**Excerpt**
START

One mapping note. The panel uses the legacy COT report (Non-Commercial / Commercial / Non-Reportable — the older three-category format), while this chapter teaches the disaggregated report (Managed Money / Swap Dealers / Producers / Non-Reportables — the finer 2009+ format). They map cleanly:

  • Panel "Speculators" (non-commercial) ≈ Managed Money + Other Reportables
  • Panel "Commercials" ≈ Producers + Swap Dealers
  • Panel "Small traders" = Non-Reportables

The signal is identical — crowded speculators against hedged commercials — just at slightly coarser granularity. When you read "Speculators heavily long" on the panel, that is the Managed Money crowding this chapter describes.

The panel doesn't yet show historical percentile context (how today's positioning ranks against the last few years). For that, cotbase.com is the cleanest free tracker, and the CFTC's own Commitments of Traders page is the authoritative raw source. Still worth a 5-minute Saturday review for the percentile context — but the weekly net read and its interpretation now live on the dashboard.

Common mistakes

  • "Position extremes are entry signals." They are conditions that gate other signals. Trading position extremes alone produces premature trades.

END

**Dataset entries**
START

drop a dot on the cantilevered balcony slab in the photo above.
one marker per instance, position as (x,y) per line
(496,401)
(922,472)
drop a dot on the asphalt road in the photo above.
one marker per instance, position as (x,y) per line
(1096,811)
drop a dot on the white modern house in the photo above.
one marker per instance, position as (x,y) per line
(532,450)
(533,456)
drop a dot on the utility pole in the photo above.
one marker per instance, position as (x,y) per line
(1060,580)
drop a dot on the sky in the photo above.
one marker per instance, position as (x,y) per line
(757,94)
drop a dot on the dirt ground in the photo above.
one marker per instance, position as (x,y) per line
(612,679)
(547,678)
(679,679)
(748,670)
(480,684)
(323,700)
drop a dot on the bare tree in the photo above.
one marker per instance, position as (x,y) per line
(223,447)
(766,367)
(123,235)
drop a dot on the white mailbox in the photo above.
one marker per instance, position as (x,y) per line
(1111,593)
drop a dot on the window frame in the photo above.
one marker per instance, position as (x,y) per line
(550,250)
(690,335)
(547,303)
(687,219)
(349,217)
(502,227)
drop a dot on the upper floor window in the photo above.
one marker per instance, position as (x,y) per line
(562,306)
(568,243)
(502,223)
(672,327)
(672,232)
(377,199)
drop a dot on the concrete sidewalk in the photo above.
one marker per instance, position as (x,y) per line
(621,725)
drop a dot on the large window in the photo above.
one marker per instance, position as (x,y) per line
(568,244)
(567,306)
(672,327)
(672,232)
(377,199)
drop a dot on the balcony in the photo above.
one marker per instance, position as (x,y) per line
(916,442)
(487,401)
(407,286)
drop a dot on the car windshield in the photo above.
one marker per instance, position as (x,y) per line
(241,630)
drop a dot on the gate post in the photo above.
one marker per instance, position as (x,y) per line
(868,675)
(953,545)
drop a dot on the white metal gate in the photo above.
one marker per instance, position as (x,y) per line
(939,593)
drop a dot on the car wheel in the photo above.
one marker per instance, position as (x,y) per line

END

**Task set**
**A.** Translate this sentence from the excerpt on COT positioning into Spanish: "Trading position extremes alone produces premature trades."
**B.** In the records, substitute "vehicle" for "car" in the part that opens with the line containing "drop a dot on the large" and closes with the end of the records. Reproduce only that part, with everything else unchanged.
The excerpt on COT positioning and the records are separate, unrelated material.

**Task answers**
**A.** Operar únicamente con extremos de posicionamiento produce operaciones prematuras.

**B.**
drop a dot on the large window in the photo above.
one marker per instance, position as (x,y) per line
(568,244)
(567,306)
(672,327)
(672,232)
(377,199)
drop a dot on the balcony in the photo above.
one marker per instance, position as (x,y) per line
(916,442)
(487,401)
(407,286)
drop a dot on the vehicle windshield in the photo above.
one marker per instance, position as (x,y) per line
(241,630)
drop a dot on the gate post in the photo above.
one marker per instance, position as (x,y) per line
(868,675)
(953,545)
drop a dot on the white metal gate in the photo above.
one marker per instance, position as (x,y) per line
(939,593)
drop a dot on the vehicle wheel in the photo above.
one marker per instance, position as (x,y) per line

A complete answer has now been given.